September 11, 2023
Last March, Microsoft unveiled 365 Copilot, the new version of Microsoft Office powered by GPT-4, with the promise that it will revolutionize knowledge work. We will be able to ask Word to draft a document, PowerPoint to prepare a presentation, Excel to analyze some figures, Outlook to respond to emails, Teams to summarize the decisions made in the meeting, etc., considering the specific worker’s context within the organization, corporate policies, information confidentiality, etc.
Since then, artificial intelligence has monopolized discussions about knowledge worker tools. The undeniable productivity improvement from chatting with a program that saves us time from searching on Google and can respond in text that appears to be human, has made us dream of revolutionary technological advancements that will change how we work, interact, express opinions, make decisions, and even think by ourselves.
«ChatGPT avoids Google searches and responds with human-like text».
We can see the AI revolution has already transformed the digital advertising industry. Analogously, we easily extend these changes to other industries, such as project management tools. We think AI is able to plan projects, elaborate reports, assign tasks, automate notifications and recommendations, evaluate people’s performance, discover issues, analyze trends, and so on. We take for granted that all of this is already possible and dive into discussions about ethical, security, and compliance issues.
When we return to the reality of our projects, we continue to use the same tools as before. Software vendors claim to have incorporated AI features –they can’t resist joining the adoption trend. We use the same functions, but now they seem “intelligent” to us. For example, we may discover a button to view the list of projects in red, or a wizard to fill in a risk register, and that seems like artificial intelligence to us –but it’s the same program, in the end.

Work item.
Continue the article on artificial intelligence in knowledge-work tools, starting after its final sentence.

Given entries.
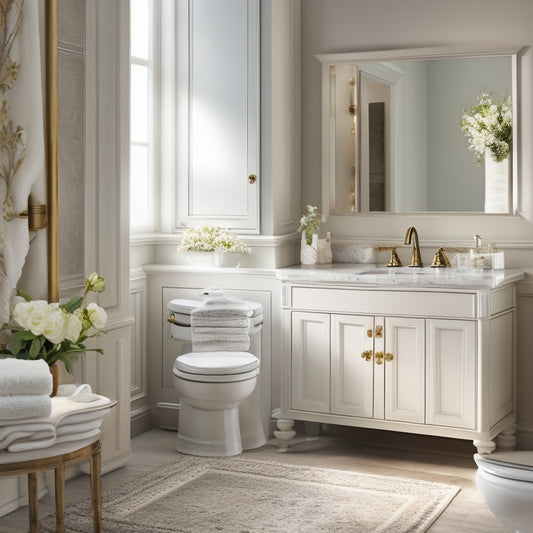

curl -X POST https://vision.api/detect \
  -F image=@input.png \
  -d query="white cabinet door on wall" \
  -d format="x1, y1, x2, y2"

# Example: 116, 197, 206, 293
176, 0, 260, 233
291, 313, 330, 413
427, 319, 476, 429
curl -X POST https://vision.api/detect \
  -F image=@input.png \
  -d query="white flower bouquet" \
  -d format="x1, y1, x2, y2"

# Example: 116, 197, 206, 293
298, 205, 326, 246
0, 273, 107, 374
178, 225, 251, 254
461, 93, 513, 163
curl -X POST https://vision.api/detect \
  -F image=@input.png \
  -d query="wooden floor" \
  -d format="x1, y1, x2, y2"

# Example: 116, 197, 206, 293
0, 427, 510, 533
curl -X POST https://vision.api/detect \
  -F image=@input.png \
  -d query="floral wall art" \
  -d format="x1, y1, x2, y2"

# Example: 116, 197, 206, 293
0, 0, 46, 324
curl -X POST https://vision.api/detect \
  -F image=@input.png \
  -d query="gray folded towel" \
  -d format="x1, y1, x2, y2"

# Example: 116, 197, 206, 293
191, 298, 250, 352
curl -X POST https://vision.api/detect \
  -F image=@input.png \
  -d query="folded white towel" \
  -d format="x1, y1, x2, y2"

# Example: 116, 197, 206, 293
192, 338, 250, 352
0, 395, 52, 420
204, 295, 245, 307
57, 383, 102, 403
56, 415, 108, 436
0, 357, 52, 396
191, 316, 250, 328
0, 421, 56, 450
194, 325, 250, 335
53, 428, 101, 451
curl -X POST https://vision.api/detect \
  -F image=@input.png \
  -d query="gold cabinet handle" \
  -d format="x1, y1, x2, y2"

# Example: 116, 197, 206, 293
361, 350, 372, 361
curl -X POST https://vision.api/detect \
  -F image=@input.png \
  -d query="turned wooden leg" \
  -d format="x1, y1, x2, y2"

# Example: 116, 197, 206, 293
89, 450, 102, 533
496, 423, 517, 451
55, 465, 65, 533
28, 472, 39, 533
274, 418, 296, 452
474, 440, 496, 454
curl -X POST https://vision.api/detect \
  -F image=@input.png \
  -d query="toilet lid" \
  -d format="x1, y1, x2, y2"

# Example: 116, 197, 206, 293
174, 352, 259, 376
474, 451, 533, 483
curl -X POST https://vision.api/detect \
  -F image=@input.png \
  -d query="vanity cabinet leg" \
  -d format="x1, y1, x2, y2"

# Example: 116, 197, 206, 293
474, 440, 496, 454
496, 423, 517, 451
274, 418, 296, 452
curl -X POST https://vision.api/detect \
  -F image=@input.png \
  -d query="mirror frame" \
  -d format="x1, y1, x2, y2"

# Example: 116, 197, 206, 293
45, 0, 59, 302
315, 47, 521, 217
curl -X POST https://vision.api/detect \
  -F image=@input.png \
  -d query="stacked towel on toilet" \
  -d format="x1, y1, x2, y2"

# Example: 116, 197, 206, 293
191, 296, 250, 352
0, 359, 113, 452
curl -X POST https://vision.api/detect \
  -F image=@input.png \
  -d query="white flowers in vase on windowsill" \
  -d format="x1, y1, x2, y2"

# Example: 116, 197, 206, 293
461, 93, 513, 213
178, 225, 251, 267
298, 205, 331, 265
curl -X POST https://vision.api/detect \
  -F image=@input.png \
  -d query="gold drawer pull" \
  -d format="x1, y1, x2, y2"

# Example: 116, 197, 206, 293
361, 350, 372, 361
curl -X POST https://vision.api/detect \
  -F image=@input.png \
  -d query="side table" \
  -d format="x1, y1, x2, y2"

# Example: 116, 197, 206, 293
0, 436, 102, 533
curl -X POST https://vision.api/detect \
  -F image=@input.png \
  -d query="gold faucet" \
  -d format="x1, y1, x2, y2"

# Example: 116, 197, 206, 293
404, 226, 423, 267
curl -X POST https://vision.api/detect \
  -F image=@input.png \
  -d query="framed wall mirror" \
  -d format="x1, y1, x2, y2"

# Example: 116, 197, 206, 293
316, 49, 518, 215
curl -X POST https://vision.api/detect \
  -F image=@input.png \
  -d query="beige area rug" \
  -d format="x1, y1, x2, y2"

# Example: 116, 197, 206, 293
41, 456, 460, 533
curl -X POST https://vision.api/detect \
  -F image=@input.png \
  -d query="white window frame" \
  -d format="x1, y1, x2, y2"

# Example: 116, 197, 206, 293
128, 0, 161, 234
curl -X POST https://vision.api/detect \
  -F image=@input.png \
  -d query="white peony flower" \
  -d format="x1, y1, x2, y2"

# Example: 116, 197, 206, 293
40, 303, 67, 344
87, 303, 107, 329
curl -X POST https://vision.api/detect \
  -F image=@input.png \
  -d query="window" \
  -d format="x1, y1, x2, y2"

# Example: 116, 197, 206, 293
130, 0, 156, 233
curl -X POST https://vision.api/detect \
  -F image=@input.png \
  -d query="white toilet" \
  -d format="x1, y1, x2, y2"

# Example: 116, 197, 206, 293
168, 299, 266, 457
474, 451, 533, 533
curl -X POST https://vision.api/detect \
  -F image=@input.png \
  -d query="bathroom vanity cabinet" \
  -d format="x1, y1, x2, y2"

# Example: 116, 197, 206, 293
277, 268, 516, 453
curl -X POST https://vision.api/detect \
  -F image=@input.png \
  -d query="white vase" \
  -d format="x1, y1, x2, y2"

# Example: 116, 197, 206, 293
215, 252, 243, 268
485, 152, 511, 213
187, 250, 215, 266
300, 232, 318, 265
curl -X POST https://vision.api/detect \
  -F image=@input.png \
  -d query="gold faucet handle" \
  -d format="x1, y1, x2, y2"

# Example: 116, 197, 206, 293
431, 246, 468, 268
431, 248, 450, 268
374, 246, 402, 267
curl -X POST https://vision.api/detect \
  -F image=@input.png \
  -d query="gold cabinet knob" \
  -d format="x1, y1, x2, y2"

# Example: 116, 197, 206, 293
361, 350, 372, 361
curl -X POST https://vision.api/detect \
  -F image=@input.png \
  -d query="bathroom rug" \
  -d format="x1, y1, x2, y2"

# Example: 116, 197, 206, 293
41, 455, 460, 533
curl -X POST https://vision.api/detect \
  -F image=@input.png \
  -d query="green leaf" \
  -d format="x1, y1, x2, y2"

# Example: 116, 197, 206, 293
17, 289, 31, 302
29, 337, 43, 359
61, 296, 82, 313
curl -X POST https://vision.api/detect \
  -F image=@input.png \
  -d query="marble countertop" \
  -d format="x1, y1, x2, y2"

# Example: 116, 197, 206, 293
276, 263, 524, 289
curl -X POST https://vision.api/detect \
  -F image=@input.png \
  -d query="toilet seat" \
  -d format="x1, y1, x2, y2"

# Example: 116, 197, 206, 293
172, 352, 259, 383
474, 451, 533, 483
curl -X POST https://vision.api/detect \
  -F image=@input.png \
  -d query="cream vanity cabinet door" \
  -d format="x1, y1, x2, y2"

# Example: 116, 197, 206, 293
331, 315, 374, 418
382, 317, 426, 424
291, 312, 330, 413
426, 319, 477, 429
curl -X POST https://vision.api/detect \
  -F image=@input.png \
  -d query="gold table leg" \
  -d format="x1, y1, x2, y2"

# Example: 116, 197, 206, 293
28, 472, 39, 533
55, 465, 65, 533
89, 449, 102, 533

...

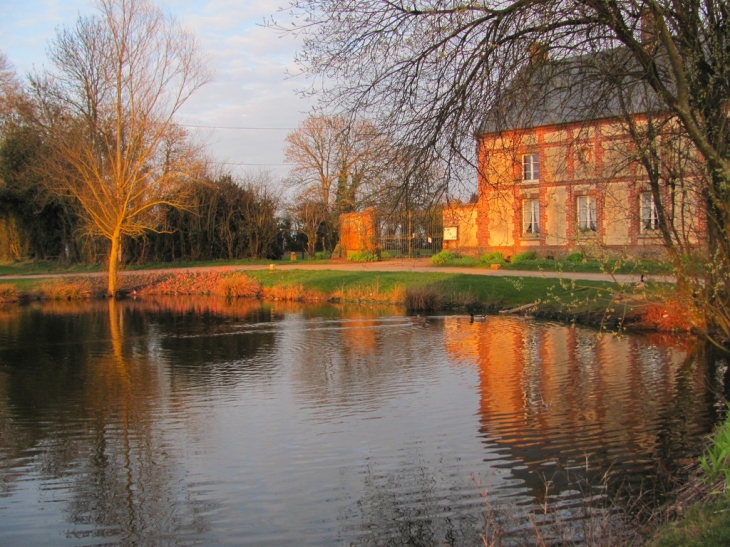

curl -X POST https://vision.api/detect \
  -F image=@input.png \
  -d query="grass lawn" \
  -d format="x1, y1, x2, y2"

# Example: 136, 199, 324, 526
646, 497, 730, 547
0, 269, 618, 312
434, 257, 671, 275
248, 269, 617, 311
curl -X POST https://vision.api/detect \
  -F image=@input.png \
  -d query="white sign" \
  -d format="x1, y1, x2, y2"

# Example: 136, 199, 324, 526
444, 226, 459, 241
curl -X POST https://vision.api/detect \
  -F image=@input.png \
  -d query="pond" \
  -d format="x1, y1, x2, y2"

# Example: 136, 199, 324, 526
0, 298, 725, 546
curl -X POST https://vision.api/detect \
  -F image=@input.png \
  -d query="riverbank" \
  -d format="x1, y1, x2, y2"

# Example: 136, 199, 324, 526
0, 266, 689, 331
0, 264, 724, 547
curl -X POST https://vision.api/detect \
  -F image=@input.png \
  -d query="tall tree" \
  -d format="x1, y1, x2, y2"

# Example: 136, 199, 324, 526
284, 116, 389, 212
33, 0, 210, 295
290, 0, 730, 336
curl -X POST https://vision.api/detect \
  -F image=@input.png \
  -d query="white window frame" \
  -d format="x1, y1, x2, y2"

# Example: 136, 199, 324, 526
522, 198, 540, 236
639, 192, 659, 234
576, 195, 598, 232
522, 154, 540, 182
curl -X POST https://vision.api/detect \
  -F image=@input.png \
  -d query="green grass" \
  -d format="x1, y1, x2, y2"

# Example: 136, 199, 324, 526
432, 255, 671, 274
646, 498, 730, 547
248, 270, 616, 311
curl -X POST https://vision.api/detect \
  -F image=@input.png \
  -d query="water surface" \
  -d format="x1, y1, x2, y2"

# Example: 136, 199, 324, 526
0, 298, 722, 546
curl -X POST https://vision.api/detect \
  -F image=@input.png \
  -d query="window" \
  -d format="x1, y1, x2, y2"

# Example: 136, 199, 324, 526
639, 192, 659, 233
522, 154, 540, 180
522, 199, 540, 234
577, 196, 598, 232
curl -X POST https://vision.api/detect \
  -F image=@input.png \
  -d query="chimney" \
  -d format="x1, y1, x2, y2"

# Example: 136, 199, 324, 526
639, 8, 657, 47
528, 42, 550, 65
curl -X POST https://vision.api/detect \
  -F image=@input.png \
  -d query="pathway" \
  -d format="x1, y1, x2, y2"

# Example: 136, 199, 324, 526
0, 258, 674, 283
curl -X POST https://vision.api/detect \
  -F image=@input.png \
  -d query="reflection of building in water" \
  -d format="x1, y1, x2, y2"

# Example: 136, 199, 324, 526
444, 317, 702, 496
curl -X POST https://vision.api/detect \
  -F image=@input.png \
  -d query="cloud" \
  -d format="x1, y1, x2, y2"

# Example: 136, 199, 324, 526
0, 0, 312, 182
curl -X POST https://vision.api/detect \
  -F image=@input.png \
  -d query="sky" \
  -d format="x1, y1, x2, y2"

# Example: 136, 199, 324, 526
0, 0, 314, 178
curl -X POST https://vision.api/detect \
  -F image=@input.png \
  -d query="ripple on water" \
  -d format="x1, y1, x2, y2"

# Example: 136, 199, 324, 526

Answer to the problem.
As of today, September 2023, it is still too early to speak of artificial intelligence in the professional project management field. For software to assist us in planning scope, time, and cost baselines, tracking progress, suggesting actions, anticipating issues, evaluating performance, and so on, it is essential to have a project database within the organization’s context, hosted on the organization’s private servers. This database should have enough data from numerous projects spanning over a year or more.
This project database should be structured in a model that captures management facts at various levels, including business units, portfolios, programs, projects, work packages, tasks, requirements, deliverables, individuals, actions, decisions, status data, and more. It should differentiate the various ways people use it based on their roles in the project, and, most importantly, it should record the different states the project has gone through in each status review.